> Problem requirements: Every record that follows must be duplicated exactly, with images left out.

--- START OF Record set ---

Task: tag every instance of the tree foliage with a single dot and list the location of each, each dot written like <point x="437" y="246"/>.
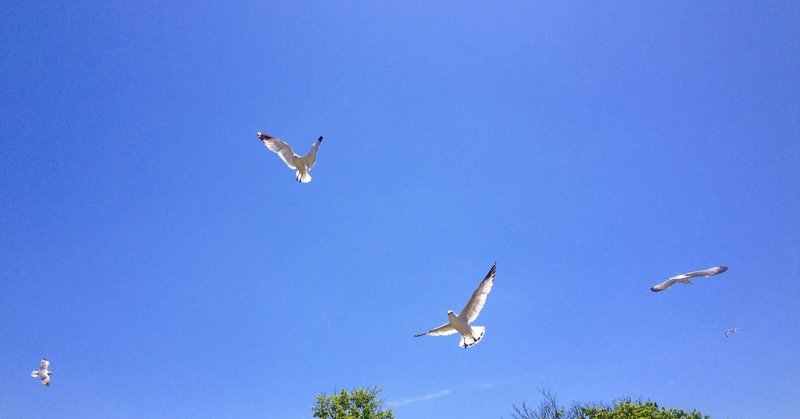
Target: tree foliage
<point x="622" y="409"/>
<point x="360" y="403"/>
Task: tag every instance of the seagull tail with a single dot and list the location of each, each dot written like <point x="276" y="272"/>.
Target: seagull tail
<point x="475" y="336"/>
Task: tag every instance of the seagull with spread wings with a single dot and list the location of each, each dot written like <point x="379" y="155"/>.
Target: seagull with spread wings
<point x="732" y="330"/>
<point x="459" y="323"/>
<point x="302" y="165"/>
<point x="685" y="278"/>
<point x="42" y="373"/>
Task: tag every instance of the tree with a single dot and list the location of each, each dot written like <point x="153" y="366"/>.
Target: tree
<point x="628" y="409"/>
<point x="361" y="403"/>
<point x="622" y="409"/>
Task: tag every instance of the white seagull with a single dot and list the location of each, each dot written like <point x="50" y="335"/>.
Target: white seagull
<point x="42" y="373"/>
<point x="470" y="335"/>
<point x="732" y="330"/>
<point x="301" y="164"/>
<point x="685" y="278"/>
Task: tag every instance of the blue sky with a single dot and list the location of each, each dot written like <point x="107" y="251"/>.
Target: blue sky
<point x="169" y="266"/>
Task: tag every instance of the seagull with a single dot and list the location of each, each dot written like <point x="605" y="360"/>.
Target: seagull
<point x="42" y="372"/>
<point x="301" y="164"/>
<point x="459" y="323"/>
<point x="732" y="330"/>
<point x="685" y="278"/>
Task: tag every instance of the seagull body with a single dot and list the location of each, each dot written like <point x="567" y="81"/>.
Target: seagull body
<point x="686" y="278"/>
<point x="732" y="330"/>
<point x="460" y="323"/>
<point x="302" y="165"/>
<point x="42" y="373"/>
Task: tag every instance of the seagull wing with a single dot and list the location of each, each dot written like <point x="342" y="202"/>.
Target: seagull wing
<point x="277" y="146"/>
<point x="708" y="272"/>
<point x="311" y="157"/>
<point x="470" y="312"/>
<point x="666" y="284"/>
<point x="444" y="330"/>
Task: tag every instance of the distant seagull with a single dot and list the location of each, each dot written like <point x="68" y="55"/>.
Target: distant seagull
<point x="685" y="278"/>
<point x="42" y="373"/>
<point x="302" y="164"/>
<point x="732" y="330"/>
<point x="470" y="335"/>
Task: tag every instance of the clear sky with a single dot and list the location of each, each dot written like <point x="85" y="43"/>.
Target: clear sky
<point x="169" y="265"/>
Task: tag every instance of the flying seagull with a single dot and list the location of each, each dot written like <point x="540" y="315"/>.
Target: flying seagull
<point x="459" y="323"/>
<point x="42" y="373"/>
<point x="732" y="330"/>
<point x="302" y="164"/>
<point x="685" y="278"/>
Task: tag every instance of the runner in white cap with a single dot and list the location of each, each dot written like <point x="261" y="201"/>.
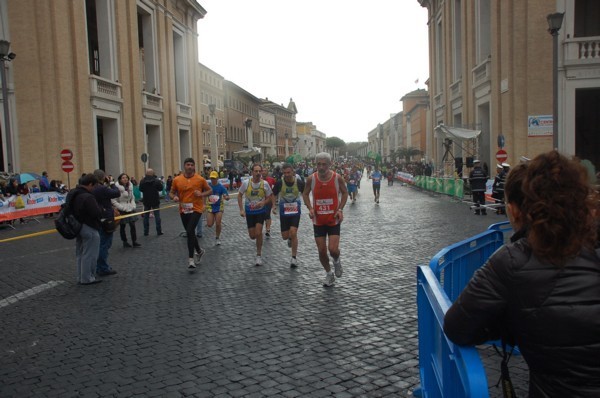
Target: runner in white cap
<point x="217" y="205"/>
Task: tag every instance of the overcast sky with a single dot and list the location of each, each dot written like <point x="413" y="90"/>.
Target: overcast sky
<point x="346" y="63"/>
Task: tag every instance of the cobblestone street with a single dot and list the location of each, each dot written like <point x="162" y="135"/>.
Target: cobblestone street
<point x="229" y="329"/>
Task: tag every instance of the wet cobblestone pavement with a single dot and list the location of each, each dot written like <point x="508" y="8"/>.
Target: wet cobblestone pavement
<point x="230" y="329"/>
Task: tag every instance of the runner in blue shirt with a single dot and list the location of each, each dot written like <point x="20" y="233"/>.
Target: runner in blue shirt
<point x="217" y="205"/>
<point x="352" y="183"/>
<point x="376" y="176"/>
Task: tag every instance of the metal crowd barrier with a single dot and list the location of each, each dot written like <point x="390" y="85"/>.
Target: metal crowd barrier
<point x="448" y="370"/>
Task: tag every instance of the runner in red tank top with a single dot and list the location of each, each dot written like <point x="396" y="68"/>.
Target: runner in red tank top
<point x="329" y="198"/>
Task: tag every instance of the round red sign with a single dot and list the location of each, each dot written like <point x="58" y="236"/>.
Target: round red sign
<point x="67" y="166"/>
<point x="66" y="154"/>
<point x="501" y="155"/>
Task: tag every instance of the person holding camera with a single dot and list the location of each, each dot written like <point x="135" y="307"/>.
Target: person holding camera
<point x="151" y="187"/>
<point x="104" y="191"/>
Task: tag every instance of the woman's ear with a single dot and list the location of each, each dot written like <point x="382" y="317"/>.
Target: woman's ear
<point x="514" y="215"/>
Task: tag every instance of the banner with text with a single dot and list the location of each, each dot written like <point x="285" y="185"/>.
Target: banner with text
<point x="33" y="204"/>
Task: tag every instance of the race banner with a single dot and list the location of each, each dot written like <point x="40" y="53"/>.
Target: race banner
<point x="33" y="204"/>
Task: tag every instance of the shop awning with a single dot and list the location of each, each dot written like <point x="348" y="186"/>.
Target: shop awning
<point x="456" y="133"/>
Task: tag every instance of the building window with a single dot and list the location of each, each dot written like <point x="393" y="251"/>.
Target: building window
<point x="483" y="30"/>
<point x="100" y="20"/>
<point x="587" y="18"/>
<point x="147" y="49"/>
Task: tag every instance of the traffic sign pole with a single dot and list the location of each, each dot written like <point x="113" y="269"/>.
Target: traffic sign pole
<point x="501" y="156"/>
<point x="67" y="167"/>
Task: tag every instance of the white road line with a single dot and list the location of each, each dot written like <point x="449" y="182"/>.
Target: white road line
<point x="28" y="293"/>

--- END OF Record set ---

> Completed exercise:
Task: tag every instance of the tree foliage with a single dot and list the location of each, each dot written like <point x="437" y="246"/>.
Target: tree foliage
<point x="622" y="409"/>
<point x="360" y="403"/>
Task: tag every instance of the seagull tail with a single dot and list the location of each, each dot written like <point x="276" y="272"/>.
Target: seagull tail
<point x="475" y="336"/>
Task: tag every instance of the seagull with spread wings with a single dot and list the location of each, each dot written like <point x="379" y="155"/>.
Target: seagull with spread wings
<point x="732" y="330"/>
<point x="459" y="323"/>
<point x="302" y="165"/>
<point x="685" y="278"/>
<point x="42" y="373"/>
Task: tag every instance of the tree with a single dot and list the location of each, each dot written like <point x="153" y="366"/>.
Target: tree
<point x="628" y="409"/>
<point x="361" y="403"/>
<point x="622" y="409"/>
Task: tag every instance of the white seagull with a single dot and list the location of each, each dot written like <point x="50" y="335"/>.
Target: white seagull
<point x="42" y="373"/>
<point x="470" y="335"/>
<point x="732" y="330"/>
<point x="301" y="164"/>
<point x="685" y="278"/>
Task: tag every instance of the blue sky with a single dot and list the location of each, each dot written like <point x="107" y="251"/>.
Target: blue sky
<point x="169" y="266"/>
Task: tag every instance of the seagull with a single dot and list the location of each, each dot written like <point x="605" y="360"/>.
Target: seagull
<point x="42" y="372"/>
<point x="301" y="164"/>
<point x="459" y="323"/>
<point x="732" y="330"/>
<point x="685" y="278"/>
Task: tag every instance of the seagull body with a single dot and list the location of each, each dot written like <point x="567" y="81"/>.
Target: seagull body
<point x="686" y="278"/>
<point x="732" y="330"/>
<point x="460" y="323"/>
<point x="302" y="165"/>
<point x="42" y="373"/>
Task: tag every instance of the seagull wing with a single dot and list the location of each, each dot written like <point x="342" y="202"/>.
Target: seagull wing
<point x="277" y="146"/>
<point x="708" y="272"/>
<point x="311" y="157"/>
<point x="470" y="312"/>
<point x="666" y="284"/>
<point x="444" y="330"/>
Task: tag every instance of the distant seagull with a single dot and list the location of each, each dot written like <point x="68" y="55"/>.
Target: distant seagull
<point x="685" y="278"/>
<point x="42" y="373"/>
<point x="302" y="164"/>
<point x="732" y="330"/>
<point x="470" y="335"/>
Task: tag every instance of the clear sky with a single dot and list the location of each, each dot written like <point x="85" y="43"/>.
Target: clear sky
<point x="169" y="265"/>
Task: tag every instance of the flying seagull with a single dot and list the location of each, each dot written like <point x="540" y="315"/>.
Target: flying seagull
<point x="459" y="323"/>
<point x="42" y="373"/>
<point x="732" y="330"/>
<point x="302" y="164"/>
<point x="685" y="278"/>
Task: tag every instance of the runner in white cap with a single dot and list the location of each, each dot written like <point x="261" y="201"/>.
Target: runner in white cap
<point x="217" y="205"/>
Task: tag every instance of the overcast sky with a single dot and list the location of each, each dot written like <point x="413" y="90"/>.
Target: overcast sky
<point x="346" y="63"/>
Task: tag every instance of the cobblestone street with a single dot and list the location of each, each dot written like <point x="162" y="135"/>.
Target: cobblestone street
<point x="229" y="329"/>
Task: tag every instance of the wet cobblestone pavement with a single dot and list the location of each, each dot written like <point x="508" y="8"/>.
Target: wet cobblestone pavement
<point x="230" y="329"/>
Task: tag every instance of the runner in blue shirt with a single dot and list the location of each, each dot written like <point x="20" y="233"/>.
Target: runner in blue shirt
<point x="217" y="205"/>
<point x="352" y="183"/>
<point x="376" y="176"/>
Task: tag every instance of the metal crowd barrier with a single dot and list the location of each, each dot written like <point x="390" y="85"/>.
Target: metal crowd barrier
<point x="448" y="370"/>
Task: tag every instance of the runner in red tank top with a single dot and list the location of each, each dot written like <point x="396" y="68"/>.
Target: runner in red tank top
<point x="329" y="198"/>
Task: tag every instance of the round red sign with a single dot and list the location of each, each dot written like <point x="58" y="236"/>.
Target: round red sign
<point x="67" y="166"/>
<point x="66" y="154"/>
<point x="501" y="155"/>
Task: tag every instance of the person holding camera with a single dot and list the location of each, each dot written like <point x="135" y="307"/>.
Target: person holding camera
<point x="151" y="187"/>
<point x="104" y="191"/>
Task: tag every instance of the woman's ear with a single dot and list the location of each, each dot written like <point x="382" y="317"/>.
Target: woman's ear
<point x="514" y="215"/>
Task: tag every instance of the banner with text with a single dot and list the location of each, each dot written like <point x="285" y="185"/>.
Target: banner with text
<point x="33" y="204"/>
Task: tag every instance of the race banner with a single dot and list the location of each, each dot written like <point x="40" y="53"/>.
Target: race banner
<point x="33" y="204"/>
Task: tag every instance of the shop awning with a single dot and list the location of each, each dot written like <point x="348" y="186"/>.
Target: shop awning
<point x="456" y="133"/>
Task: tag every instance of the building window with a single dot and list the location of each, each dot written like <point x="393" y="251"/>.
Target: building window
<point x="483" y="30"/>
<point x="100" y="20"/>
<point x="587" y="18"/>
<point x="147" y="49"/>
Task: tag every instance of the traffic sign pole with a single dot and list the location of each, each dot written like <point x="113" y="269"/>.
Target: traffic sign pole
<point x="501" y="156"/>
<point x="67" y="167"/>
Task: tag every instance of the white road line with a single dot and list the location of each, each dot written like <point x="449" y="182"/>.
Target: white road line
<point x="28" y="293"/>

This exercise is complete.